> What this task involves: Pick up the passage on student universal transit passes, which comes before the data, and continue it from its last sentence.

In North America, a Universal Transit Pass (U-Pass)—also known as a Universal Access Transit Pass—is a program that provides students who are enrolled in participating post-secondary institutions with unlimited access to local transit.

Programs are funded through mandatory fees that either eligible students pay for each term in which they are registered or are included in the students' tuition. For example, the University of Washington and the U-Pass program in Chicago have mandatory U-Pass fees. Fees are transferred to the local transit authority to fund the required transit service. Because fees are collected from a large participant base, U-Pass prices are lower than the amount students would otherwise pay for monthly passes or tickets over the course of a term. The U-Pass price charged to students depends on a variety of factors which differ among municipalities, transit systems and post-secondary institutions.

Advantages and disadvantages

Potential benefits
U-Pass programs offer students a way to lower their transportation costs while at school and also benefit the local community and the environment. U-Pass programs can provide the following benefits:

 Save students money — a U-Pass costs less than the amount students would otherwise pay for regular monthly passes or tickets over the course of a term
 Reduce demand for parking on campus (thus less resources spent on constructing parking facilities and more valuable land available for university development) — the more incentive there is for students to take public transportation, the less students there will be who drive to school in their own vehicles.
 Improve the transit system that the university's students and employees rely upon — U-Pass programs often allow for more bus routes and/or better transit service to the institution
 Reduce traffic congestion around the campus and local community — the more people willing to take the bus to university, the less traffic there will be in and around the area
 Contribute to fewer emissions and a reduction to greenhouse gas emissions (consistent with the American College and University President's Climate Commitment)
 Stimulate public transportation ridership, particularly during off-peak, non-commuting hours, thereby filling excess capacity
 Provide a regular and reliable revenue source for transit authorities that may otherwise be low on funding
 Create a sense of brand loyalty and transit travel patterns among students who will be prospective customers in their post-college years
 Reduce the cost burden for local taxpayers to fund public transportation

Potential costs
U-Pass programs that require a 100% adoption rate by universities may subsidize the U-Pass at the expense of students who drive, walk, or bike to school and who do not use transit to get to other locations. Some U-Pass programs offer exemptions for students with mobility restrictions and students who live out of the program range, such as exemptions for students who live in Quebec but commute to school in Ottawa, Ontario.

> Stored data:

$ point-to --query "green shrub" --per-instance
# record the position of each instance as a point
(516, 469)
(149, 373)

> Exercise output:
Other disadvantages include:

 Not able to benefit from the lower cost of U-Pass if students are travelling to school with a different transit system that does not receive U-Pass funding
 Additional load puts more strain on existing resources
 Being charged while taking a term off (e.g. vacation, study abroad, work out of town), courses not offered on campus (e.g. distant learning, graduate thesis, research projects), or being an exchange student

Canada
Thirty academic institutions throughout Canada currently participate in a U-Pass program.

In 1973, Queen's University at Kingston implemented the "Bus-It" program with Kingston Transit, making it the first university in Canada to implement a universal transit pass program. Nearby St. Lawrence College also participates in this program. Students are required to pay for the service as part of student activity fees.

United States
137 academic institutions throughout the United States currently participate in a U-Pass program, including the following.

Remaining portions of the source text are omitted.